The next generation of public health professionals is entering an era in which interest in and funding for tobacco control are declining.3 Future cohorts of public health professionals are needed to carry on with the endgame strategy (should early attempts fail) and to keep tobacco control salient even after a strategy has been implemented. How can we expect future public health leaders to sustain tobacco endgame initiatives if circumstances lead them to believe the tobacco problem has already been solved? (Ideas presented here speak of the US experience, but are likely to have broader applications.)
Graduate education in public health represents an important starting point for cultivating the next generation of tobacco control advocates. A previous initiative through the Association of Schools of Public Health and the American Legacy Foundation's Scholarship, Training, Education Program for Tobacco Use and Prevention (STEP UP) offered funding to integrate tobacco control into existing curriculum.4 This was followed by recommendations for ensuring a tobacco control presence in the future public health workforce.5 ,6 The programme ceased funding in 2006 and remains the last institutional push for tobacco control education at schools of public health.

• Data excerpts:

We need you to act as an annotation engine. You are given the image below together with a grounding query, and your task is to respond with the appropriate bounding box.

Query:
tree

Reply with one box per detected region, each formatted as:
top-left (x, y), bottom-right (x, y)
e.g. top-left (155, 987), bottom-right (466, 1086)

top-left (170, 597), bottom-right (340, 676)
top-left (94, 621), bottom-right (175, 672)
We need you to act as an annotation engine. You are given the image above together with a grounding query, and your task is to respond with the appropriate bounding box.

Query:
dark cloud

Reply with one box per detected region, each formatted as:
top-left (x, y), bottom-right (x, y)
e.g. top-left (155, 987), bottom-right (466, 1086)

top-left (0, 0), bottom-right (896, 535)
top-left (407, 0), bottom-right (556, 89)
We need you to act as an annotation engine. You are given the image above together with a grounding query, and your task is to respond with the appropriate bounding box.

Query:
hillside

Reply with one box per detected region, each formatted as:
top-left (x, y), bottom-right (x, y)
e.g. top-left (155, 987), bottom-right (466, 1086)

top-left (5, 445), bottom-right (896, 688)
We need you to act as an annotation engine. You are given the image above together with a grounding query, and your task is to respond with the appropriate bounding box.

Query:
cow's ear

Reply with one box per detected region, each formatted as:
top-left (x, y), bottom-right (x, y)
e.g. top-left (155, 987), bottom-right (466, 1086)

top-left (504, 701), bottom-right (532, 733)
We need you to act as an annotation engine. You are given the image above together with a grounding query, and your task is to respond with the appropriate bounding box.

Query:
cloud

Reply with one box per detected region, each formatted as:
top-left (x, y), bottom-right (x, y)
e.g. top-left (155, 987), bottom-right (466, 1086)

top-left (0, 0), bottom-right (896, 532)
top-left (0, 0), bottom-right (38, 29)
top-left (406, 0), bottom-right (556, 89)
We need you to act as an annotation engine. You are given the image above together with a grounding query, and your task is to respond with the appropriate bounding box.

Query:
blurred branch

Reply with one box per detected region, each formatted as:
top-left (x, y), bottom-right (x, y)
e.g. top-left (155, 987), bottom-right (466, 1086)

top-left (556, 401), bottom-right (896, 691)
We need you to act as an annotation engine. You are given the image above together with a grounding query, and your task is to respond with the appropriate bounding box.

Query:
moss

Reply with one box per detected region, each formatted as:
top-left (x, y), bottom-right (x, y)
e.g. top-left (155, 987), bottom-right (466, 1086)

• Request:
Please repeat the passage on tobacco control education from "The next generation of public" up to and including "have broader applications.)", swapping "public health professionals" for "public health workers".

• Task response:
The next generation of public health workers is entering an era in which interest in and funding for tobacco control are declining.3 Future cohorts of public health workers are needed to carry on with the endgame strategy (should early attempts fail) and to keep tobacco control salient even after a strategy has been implemented. How can we expect future public health leaders to sustain tobacco endgame initiatives if circumstances lead them to believe the tobacco problem has already been solved? (Ideas presented here speak of the US experience, but are likely to have broader applications.)